> **What you will do**
Could you update the records starting at the line containing "Each instance receives exactly one keypoint. Mark the metal" and ending at the end of the records, replacing "reflection on glass" with "glare on the window" and leaving everything else unchanged?

Begin Records for the exercise

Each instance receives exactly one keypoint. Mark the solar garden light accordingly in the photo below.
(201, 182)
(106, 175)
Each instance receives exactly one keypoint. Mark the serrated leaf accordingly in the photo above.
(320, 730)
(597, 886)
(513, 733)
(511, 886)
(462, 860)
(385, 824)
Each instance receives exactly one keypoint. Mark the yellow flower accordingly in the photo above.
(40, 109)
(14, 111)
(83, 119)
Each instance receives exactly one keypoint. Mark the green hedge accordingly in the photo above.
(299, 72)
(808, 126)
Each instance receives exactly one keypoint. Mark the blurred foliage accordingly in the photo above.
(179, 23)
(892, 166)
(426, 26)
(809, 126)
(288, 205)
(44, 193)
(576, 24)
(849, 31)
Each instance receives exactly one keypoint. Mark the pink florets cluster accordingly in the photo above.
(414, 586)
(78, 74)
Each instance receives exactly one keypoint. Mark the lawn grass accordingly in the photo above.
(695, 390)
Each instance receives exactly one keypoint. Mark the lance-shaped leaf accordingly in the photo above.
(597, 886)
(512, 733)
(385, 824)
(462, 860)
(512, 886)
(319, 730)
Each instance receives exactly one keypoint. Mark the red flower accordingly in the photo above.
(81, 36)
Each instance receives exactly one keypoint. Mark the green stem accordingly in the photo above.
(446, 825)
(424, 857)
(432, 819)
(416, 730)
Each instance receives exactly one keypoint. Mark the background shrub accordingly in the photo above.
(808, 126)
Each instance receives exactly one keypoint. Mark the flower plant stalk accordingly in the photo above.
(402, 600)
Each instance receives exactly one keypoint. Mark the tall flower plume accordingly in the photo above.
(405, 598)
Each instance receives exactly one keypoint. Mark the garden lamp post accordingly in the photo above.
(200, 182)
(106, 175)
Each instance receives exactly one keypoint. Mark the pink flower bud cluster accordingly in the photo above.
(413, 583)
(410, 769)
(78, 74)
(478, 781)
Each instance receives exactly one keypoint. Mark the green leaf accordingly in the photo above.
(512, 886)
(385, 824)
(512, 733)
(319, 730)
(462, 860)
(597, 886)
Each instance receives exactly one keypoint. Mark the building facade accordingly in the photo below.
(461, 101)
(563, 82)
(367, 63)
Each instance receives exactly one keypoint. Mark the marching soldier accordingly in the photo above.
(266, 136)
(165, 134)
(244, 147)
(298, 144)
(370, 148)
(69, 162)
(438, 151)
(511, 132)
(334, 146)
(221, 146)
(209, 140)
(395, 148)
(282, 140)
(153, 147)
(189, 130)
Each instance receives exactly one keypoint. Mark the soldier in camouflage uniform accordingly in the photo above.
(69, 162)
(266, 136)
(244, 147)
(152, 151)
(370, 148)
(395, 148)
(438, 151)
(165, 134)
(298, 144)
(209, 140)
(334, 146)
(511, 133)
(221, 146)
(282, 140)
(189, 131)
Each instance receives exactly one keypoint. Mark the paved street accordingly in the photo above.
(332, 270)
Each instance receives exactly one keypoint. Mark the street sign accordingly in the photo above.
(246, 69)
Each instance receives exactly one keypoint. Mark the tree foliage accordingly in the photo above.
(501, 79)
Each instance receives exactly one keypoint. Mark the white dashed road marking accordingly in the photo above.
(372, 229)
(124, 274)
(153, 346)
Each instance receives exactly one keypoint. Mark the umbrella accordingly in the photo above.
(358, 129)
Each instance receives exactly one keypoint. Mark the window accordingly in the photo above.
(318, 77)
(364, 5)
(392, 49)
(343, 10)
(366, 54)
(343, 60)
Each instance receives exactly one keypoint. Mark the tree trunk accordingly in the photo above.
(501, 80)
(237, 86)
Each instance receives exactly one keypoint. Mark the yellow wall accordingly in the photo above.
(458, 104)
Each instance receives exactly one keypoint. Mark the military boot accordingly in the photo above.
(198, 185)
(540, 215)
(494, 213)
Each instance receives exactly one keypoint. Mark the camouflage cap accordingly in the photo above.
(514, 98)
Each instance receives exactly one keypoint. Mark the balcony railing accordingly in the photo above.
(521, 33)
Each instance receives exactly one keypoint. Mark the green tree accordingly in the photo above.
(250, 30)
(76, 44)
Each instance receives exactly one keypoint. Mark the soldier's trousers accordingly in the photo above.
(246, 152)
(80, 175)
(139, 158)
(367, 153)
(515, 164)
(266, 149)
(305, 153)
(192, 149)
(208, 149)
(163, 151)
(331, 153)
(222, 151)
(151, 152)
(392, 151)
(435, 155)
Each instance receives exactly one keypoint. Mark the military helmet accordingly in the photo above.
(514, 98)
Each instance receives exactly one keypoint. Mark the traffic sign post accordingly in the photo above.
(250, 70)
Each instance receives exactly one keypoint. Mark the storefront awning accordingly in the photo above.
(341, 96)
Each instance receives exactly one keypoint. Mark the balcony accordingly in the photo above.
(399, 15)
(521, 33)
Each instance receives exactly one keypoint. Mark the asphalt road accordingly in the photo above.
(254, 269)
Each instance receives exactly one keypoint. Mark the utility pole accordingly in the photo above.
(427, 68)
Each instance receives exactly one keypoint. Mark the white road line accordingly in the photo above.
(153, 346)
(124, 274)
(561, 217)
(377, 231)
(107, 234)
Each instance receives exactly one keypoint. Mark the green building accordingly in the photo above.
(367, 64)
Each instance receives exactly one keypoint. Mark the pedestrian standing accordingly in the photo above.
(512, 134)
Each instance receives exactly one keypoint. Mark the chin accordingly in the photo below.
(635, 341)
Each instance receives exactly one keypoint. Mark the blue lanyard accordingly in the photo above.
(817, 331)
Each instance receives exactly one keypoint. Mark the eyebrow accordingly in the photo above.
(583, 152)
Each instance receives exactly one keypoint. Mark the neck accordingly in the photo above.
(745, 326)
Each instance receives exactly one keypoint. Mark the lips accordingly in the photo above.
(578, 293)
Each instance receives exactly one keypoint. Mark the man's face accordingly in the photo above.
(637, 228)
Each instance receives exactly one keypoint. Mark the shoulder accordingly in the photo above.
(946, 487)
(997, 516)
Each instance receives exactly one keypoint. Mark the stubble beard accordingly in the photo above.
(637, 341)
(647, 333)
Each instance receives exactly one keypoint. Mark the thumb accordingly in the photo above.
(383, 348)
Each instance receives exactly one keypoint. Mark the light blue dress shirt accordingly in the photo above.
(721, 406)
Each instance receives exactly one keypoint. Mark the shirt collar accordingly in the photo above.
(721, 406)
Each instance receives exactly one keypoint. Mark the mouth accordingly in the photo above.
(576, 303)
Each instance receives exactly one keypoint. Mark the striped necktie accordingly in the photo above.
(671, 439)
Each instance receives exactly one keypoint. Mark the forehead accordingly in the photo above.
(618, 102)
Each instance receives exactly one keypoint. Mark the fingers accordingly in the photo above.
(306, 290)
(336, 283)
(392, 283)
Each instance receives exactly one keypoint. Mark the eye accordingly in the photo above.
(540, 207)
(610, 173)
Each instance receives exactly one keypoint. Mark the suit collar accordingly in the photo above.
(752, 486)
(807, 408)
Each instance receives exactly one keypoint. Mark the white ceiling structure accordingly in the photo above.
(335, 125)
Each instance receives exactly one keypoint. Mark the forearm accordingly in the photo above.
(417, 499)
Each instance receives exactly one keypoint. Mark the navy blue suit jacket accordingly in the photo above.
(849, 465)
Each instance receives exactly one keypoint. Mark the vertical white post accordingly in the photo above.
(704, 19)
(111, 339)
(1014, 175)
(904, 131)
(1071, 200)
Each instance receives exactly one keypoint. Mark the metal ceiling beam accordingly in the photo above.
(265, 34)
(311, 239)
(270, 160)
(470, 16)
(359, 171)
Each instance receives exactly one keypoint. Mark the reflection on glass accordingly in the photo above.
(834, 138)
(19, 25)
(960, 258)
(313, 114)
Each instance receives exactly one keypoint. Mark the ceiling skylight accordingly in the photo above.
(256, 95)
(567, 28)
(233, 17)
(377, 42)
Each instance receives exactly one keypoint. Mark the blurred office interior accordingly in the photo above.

End Records for the exercise

> **Correct result**
Each instance receives exactly one keypoint. Mark the metal ceiling beam accordingly in the photo above.
(265, 34)
(311, 239)
(270, 160)
(470, 16)
(359, 171)
Each instance receives exactly one keypoint. Mark the glare on the window accordingly in the photo above.
(834, 138)
(19, 25)
(960, 258)
(313, 114)
Each instance receives exactly one keypoint. Mark the ceiling skylight accordingly in the photo above.
(256, 95)
(567, 28)
(233, 17)
(377, 42)
Each instance receives exactly one keypoint. Mark the blurred office interior accordingly in the photo above.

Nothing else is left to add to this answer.